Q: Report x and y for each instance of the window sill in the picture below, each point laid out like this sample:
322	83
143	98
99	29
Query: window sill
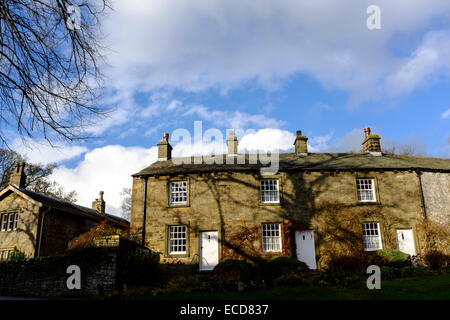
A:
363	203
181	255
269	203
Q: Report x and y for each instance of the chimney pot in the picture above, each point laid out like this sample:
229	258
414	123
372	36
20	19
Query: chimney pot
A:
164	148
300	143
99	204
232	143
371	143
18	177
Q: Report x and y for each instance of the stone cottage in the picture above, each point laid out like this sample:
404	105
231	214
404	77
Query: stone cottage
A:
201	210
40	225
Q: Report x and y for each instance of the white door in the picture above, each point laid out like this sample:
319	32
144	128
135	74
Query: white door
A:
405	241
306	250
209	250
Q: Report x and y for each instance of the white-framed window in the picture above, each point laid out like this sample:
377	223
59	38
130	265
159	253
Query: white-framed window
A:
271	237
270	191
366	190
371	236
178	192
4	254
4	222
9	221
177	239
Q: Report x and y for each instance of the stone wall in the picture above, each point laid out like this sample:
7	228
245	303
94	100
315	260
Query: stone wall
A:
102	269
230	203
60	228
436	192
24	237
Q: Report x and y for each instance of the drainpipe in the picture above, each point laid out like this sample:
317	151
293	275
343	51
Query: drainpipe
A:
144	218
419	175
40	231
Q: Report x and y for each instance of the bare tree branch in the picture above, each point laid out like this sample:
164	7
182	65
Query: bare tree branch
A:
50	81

...

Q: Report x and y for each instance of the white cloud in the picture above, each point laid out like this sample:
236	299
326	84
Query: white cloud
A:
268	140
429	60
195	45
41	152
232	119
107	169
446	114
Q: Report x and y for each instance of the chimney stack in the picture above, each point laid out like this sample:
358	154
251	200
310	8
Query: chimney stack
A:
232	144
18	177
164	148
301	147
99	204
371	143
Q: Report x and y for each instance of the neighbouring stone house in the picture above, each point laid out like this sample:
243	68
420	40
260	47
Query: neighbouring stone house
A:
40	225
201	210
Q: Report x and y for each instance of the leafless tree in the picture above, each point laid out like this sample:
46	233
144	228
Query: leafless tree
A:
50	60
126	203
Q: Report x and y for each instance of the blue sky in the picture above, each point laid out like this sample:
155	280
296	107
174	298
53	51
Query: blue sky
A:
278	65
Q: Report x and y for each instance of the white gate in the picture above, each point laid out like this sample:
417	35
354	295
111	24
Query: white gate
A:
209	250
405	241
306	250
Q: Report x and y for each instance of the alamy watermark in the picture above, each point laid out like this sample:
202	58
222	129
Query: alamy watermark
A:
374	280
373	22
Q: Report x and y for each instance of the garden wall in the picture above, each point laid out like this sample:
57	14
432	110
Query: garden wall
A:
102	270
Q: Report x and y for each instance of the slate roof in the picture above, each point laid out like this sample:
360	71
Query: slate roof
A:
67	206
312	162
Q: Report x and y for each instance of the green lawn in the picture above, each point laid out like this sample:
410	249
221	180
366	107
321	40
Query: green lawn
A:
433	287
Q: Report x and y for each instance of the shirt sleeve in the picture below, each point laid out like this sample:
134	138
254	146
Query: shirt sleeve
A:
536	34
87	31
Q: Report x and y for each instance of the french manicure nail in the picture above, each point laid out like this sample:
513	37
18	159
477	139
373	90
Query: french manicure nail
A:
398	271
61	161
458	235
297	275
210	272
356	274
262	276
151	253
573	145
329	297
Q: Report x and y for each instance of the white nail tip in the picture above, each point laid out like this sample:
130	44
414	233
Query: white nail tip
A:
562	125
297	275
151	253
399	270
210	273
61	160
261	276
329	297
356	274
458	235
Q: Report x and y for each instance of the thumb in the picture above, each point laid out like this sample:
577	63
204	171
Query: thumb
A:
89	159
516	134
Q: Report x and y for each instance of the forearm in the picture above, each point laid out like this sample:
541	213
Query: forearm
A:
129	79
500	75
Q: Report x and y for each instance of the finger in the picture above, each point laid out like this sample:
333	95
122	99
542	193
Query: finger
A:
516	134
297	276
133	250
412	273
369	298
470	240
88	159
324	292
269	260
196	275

--

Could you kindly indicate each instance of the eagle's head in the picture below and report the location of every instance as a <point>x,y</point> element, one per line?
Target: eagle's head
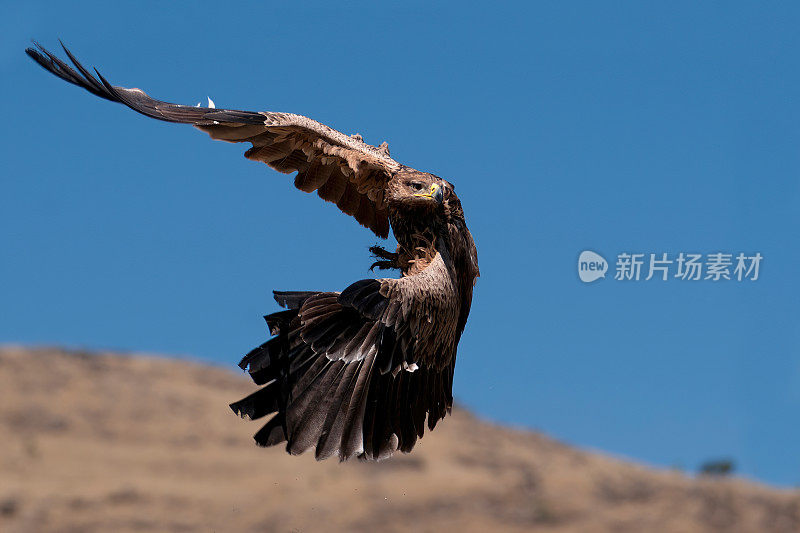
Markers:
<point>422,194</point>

**EXERCISE**
Collect from the data above every line that includes "framed".

**SOLVED PROBLEM**
Q: Report x and y for each instance of the white-framed window in the picture above, each point laid out like this sample:
Query: white-framed window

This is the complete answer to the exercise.